Dataset excerpts:
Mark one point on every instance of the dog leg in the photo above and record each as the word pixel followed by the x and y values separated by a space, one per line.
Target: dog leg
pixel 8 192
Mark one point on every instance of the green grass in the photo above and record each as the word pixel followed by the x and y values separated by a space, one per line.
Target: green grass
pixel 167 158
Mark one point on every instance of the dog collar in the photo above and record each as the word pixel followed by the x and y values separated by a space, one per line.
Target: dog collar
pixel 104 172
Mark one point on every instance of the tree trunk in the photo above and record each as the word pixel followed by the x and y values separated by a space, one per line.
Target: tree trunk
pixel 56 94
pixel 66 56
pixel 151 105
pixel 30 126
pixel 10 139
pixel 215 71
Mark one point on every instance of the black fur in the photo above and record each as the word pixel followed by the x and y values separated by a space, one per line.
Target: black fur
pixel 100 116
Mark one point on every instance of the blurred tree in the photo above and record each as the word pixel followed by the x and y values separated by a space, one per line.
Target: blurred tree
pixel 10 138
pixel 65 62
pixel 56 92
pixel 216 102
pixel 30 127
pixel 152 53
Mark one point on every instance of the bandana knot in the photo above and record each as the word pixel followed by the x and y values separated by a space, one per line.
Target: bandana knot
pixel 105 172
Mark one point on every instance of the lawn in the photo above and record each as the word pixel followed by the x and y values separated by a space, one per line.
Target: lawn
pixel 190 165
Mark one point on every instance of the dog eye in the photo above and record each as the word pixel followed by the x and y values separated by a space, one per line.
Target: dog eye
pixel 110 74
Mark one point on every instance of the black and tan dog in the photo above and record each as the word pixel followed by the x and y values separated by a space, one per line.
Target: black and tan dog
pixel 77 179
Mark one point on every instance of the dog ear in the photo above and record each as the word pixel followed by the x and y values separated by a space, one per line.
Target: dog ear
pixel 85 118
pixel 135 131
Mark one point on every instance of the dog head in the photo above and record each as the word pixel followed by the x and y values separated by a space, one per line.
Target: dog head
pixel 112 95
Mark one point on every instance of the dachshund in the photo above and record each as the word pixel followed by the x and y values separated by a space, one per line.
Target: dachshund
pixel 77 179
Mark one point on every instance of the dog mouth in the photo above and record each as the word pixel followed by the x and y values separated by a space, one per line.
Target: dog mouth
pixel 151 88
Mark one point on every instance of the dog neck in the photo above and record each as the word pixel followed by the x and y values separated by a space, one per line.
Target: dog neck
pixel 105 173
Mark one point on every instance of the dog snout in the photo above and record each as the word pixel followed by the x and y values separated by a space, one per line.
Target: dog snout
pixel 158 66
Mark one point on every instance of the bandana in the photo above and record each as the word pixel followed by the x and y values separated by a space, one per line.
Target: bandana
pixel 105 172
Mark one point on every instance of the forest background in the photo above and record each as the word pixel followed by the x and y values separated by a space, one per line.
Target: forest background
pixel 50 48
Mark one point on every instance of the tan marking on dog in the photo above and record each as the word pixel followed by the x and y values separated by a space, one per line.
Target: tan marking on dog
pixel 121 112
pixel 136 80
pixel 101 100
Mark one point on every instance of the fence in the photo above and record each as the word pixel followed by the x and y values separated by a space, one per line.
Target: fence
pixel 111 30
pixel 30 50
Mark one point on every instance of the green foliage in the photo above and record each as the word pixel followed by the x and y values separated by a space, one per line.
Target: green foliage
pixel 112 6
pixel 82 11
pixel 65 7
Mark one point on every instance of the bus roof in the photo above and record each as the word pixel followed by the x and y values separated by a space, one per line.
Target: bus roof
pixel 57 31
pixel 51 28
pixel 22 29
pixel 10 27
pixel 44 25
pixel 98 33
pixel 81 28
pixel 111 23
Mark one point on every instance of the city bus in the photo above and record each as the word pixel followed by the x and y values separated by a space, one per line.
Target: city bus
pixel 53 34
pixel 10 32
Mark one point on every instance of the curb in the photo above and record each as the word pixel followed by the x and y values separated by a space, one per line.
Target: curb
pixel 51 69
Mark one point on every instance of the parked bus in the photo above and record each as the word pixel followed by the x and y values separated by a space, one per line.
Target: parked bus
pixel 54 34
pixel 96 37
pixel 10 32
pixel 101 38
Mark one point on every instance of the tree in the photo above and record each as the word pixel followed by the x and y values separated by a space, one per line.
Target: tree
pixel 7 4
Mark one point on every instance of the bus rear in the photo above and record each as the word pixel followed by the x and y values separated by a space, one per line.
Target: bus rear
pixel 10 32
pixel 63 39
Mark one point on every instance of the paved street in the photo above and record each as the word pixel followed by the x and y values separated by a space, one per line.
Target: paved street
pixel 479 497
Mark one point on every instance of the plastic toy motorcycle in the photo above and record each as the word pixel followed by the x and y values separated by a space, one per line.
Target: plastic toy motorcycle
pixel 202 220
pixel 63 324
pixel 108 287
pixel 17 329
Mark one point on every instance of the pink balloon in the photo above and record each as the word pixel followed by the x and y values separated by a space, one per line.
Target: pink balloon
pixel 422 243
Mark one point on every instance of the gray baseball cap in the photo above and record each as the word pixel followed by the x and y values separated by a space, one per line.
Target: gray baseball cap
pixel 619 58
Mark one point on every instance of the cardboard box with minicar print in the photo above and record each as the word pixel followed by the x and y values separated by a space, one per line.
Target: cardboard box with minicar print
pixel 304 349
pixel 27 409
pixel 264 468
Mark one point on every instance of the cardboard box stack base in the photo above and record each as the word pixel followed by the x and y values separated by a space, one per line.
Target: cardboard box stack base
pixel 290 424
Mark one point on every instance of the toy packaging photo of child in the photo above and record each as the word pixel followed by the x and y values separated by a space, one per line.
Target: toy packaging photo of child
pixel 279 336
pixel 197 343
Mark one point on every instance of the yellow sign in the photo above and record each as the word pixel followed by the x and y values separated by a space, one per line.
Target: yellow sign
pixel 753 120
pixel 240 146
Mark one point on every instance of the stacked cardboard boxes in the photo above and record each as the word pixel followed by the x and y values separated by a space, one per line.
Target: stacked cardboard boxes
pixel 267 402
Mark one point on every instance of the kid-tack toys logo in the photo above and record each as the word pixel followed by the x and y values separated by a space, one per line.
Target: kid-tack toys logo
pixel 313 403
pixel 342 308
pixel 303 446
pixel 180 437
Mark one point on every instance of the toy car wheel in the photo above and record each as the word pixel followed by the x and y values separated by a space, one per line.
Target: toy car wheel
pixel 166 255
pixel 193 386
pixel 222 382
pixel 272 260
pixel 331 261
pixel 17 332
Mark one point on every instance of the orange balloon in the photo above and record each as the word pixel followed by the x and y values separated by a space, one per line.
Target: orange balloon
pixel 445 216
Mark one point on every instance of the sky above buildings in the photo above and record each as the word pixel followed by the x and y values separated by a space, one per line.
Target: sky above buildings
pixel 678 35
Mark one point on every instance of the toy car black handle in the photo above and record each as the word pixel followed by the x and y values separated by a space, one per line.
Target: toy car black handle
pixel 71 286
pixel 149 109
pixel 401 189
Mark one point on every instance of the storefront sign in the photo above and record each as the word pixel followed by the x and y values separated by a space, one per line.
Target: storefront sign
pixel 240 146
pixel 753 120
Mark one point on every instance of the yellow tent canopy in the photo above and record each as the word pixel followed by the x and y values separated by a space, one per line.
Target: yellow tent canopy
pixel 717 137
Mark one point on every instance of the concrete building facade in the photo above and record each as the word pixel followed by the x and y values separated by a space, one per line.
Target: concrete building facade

**WORK ITEM:** Set down each entry again, exactly as written.

**THE ANSWER:**
Mark one point on every instance of the dog leg in the photo above and record each as the word pixel followed by the x and y values separated by a space, one per line.
Target: dog leg
pixel 8 192
Mark one point on every instance of the green grass in the photo above and record each as the word pixel followed by the x and y values separated by a space, one per line.
Target: green grass
pixel 167 158
Mark one point on every instance of the dog collar in the photo above and record each as the word pixel followed by the x and y values separated by a space, one per line.
Target: dog collar
pixel 104 172
Mark one point on every instance of the tree trunk in the photo above and record each as the word pixel followed by the x and y values separated by a space, one per line.
Target: tree trunk
pixel 56 94
pixel 66 56
pixel 151 105
pixel 30 126
pixel 10 139
pixel 215 71
Mark one point on every instance of the black fur in the photo above and record each as the word pixel followed by the x and y values separated by a space, one per line.
Target: black fur
pixel 100 116
Mark one point on every instance of the blurred tree in the photo above and record each as the word pixel followed by the x and y values separated by a space, one per line.
Target: blurred tree
pixel 10 138
pixel 65 62
pixel 56 92
pixel 216 102
pixel 30 127
pixel 152 53
Mark one point on every instance of the bandana knot in the photo above and record each as the word pixel followed by the x and y values separated by a space, one per line.
Target: bandana knot
pixel 105 172
Mark one point on every instance of the lawn in the photo above and record each as the word pixel followed by the x and y values separated by a space, one per line.
Target: lawn
pixel 190 165
Mark one point on every instance of the dog eye in the photo above and record each as the word pixel followed by the x and y values separated by a space, one per line.
Target: dog eye
pixel 110 74
Mark one point on every instance of the black and tan dog in the photo above and record each as the word pixel followed by the x and y values separated by a space, one per line.
Target: black and tan dog
pixel 77 179
Mark one point on every instance of the dog ear in the photo above and record each as the word pixel followed by the x and y values separated by a space, one per line.
Target: dog ear
pixel 85 118
pixel 135 131
Mark one point on every instance of the dog head in the photo above and record each as the word pixel followed by the x and y values separated by a space, one per line.
Target: dog head
pixel 112 95
Mark one point on every instance of the dachshund in the photo above and record each as the word pixel followed by the x and y values separated by a space, one per line.
Target: dachshund
pixel 77 179
Mark one point on every instance of the dog mouth in the photo above and record each as the word pixel followed by the x and y values separated by a space, one per line.
Target: dog mouth
pixel 151 88
Mark one point on every instance of the dog neck in the photo above and record each as the word pixel followed by the x and y values separated by a space, one per line.
Target: dog neck
pixel 105 173
Mark one point on every instance of the dog snout in the photo above and record each as the word pixel followed by the x and y values separated by a space, one per line.
Target: dog snout
pixel 158 66
Mark one point on every instance of the bandana in the photo above and record each as the word pixel followed by the x and y values separated by a space, one per line.
Target: bandana
pixel 105 172
Mark one point on every instance of the forest background in the photo above and record each as the word pixel followed by the x and y values separated by a space, one per line.
Target: forest background
pixel 50 48
Mark one point on every instance of the tan marking on dog in the photo above and record each as the word pixel followed by the x and y values separated by a space, one per line.
Target: tan marking on dog
pixel 121 112
pixel 136 80
pixel 101 100
Mark one point on every instance of the fence in the photo above and record each as the word pixel followed by the x and y values separated by a space, one per line.
Target: fence
pixel 111 30
pixel 30 50
Mark one point on every instance of the green foliage in the photo above and record each as the word pixel followed by the x and y values separated by a space, one per line.
Target: green foliage
pixel 112 6
pixel 82 11
pixel 65 7
Mark one point on every instance of the bus roof in the photo above and record each as the word pixel followed by the x and y values separated by a space, one per line.
Target: bus roof
pixel 57 31
pixel 51 28
pixel 22 29
pixel 10 27
pixel 44 25
pixel 98 33
pixel 81 28
pixel 111 23
Mark one point on every instance of the city bus in the photo above and record each as the word pixel followed by the x and y values separated by a space, one per line.
Target: city bus
pixel 53 34
pixel 10 32
Mark one point on every instance of the curb in the photo above and record each as the word pixel followed by the x and y values separated by a space, one per line.
Target: curb
pixel 51 69
Mark one point on every instance of the parked bus in the photo above and record each as the word pixel followed by the x and y values separated by a space, one per line.
Target: parked bus
pixel 54 34
pixel 96 37
pixel 10 32
pixel 101 38
Mark one point on every instance of the tree in the photo above and record each as the word pixel followed by the x and y values separated by a space, one per line.
Target: tree
pixel 7 4
Mark one point on every instance of the bus rear in the photo above and record each as the word pixel followed by the x and y values separated by a space, one per line.
Target: bus rear
pixel 10 32
pixel 63 39
Mark one point on every instance of the paved street in the photo above and record each as the word pixel followed by the x and y values separated by a space, one per line.
Target: paved street
pixel 479 497
Mark one point on every instance of the plastic toy motorcycle in the photo above and record each as the word pixel followed by the x and y values separated by a space, one per line.
Target: plastic toy motorcycle
pixel 202 220
pixel 63 324
pixel 108 287
pixel 17 329
Mark one point on every instance of the pink balloon in the photo above and record each as the word pixel followed by the x and y values separated by a space, one per line.
Target: pink balloon
pixel 422 243
Mark one point on every instance of the gray baseball cap in the photo above and record each as the word pixel followed by the x and y values separated by a space, one per line.
Target: gray baseball cap
pixel 619 58
Mark one point on every instance of the cardboard box with minicar print in the photo above and record each as the word pixel followed by the x and y values separated by a space, one per line.
Target: cardboard box with minicar print
pixel 304 349
pixel 27 409
pixel 264 468
Mark one point on every instance of the cardboard box stack base in the photo above and record each as the word pixel followed by the x and y values separated by a space, one per line.
Target: cardboard box stack base
pixel 290 424
Mark one point on every instance of the toy packaging photo of child in the photo above and record each as the word pixel followed by the x and y values separated by a space, one per line.
Target: toy packaging photo of child
pixel 279 336
pixel 197 343
Mark one point on every instance of the yellow sign in the photo above and record each as the word pixel followed by the x and y values separated by a space, one per line.
Target: yellow sign
pixel 753 120
pixel 240 146
Mark one point on every instance of the stacked cardboard boxes in the photo above and record each as the word pixel followed by the x and y values separated by a space, one per line.
Target: stacked cardboard boxes
pixel 267 402
Mark one point on every instance of the kid-tack toys logo in the photo above and record each as the word pixel followed by the x and y values separated by a space, one per line.
Target: kid-tack toys logo
pixel 313 403
pixel 342 308
pixel 303 446
pixel 180 437
Mark one point on every instance of the toy car wheel in the photo above and record each as the word pixel followed by the x and y values separated by a space, one per line.
Target: toy car wheel
pixel 166 255
pixel 193 386
pixel 222 382
pixel 272 260
pixel 331 261
pixel 17 332
Mark one point on every instance of the orange balloon in the photo above and record each as the word pixel followed by the x and y values separated by a space, one per line.
Target: orange balloon
pixel 445 216
Mark one point on every instance of the sky above buildings in the photo above and record each as the word pixel followed by the x and y values separated by a space, one per line.
Target: sky above buildings
pixel 678 35
Mark one point on every instance of the toy car black handle in the photo above and record each as the word pixel followed by the x and y values separated by a space, one per line.
Target: toy car black handle
pixel 71 286
pixel 149 109
pixel 401 189
Mark one point on every instance of the storefront sign in the photo above and record each as the word pixel followed by the x and y values separated by a space, one per line.
Target: storefront sign
pixel 240 146
pixel 753 120
Mark one point on every instance of the yellow tent canopy in the photo above and record each as the word pixel followed by the x and y values separated by a space, one per line.
Target: yellow tent canopy
pixel 717 137
Mark one point on every instance of the concrete building facade in the photo above and record each as the word pixel followed by the x and y values separated by a space, one per line.
Target: concrete building facade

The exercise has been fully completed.